**** Records supplied ****

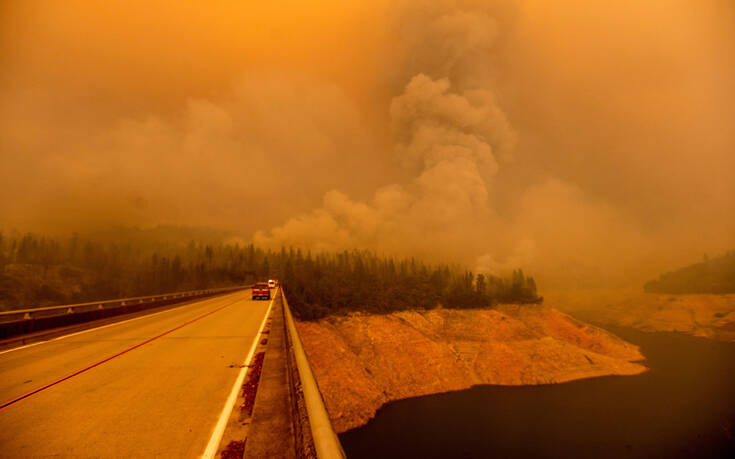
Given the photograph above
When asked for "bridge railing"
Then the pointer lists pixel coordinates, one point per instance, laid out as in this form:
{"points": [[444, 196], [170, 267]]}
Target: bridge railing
{"points": [[152, 300], [326, 442]]}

****

What you are asked to do
Copy the item above word for word, omitting the picture.

Written solution
Given the photograph above
When asked for "bridge railing"
Then the pointer lists pixel coordinates, one point per instance, laid out as in this form:
{"points": [[444, 196], [170, 267]]}
Target: bridge railing
{"points": [[152, 300], [326, 442]]}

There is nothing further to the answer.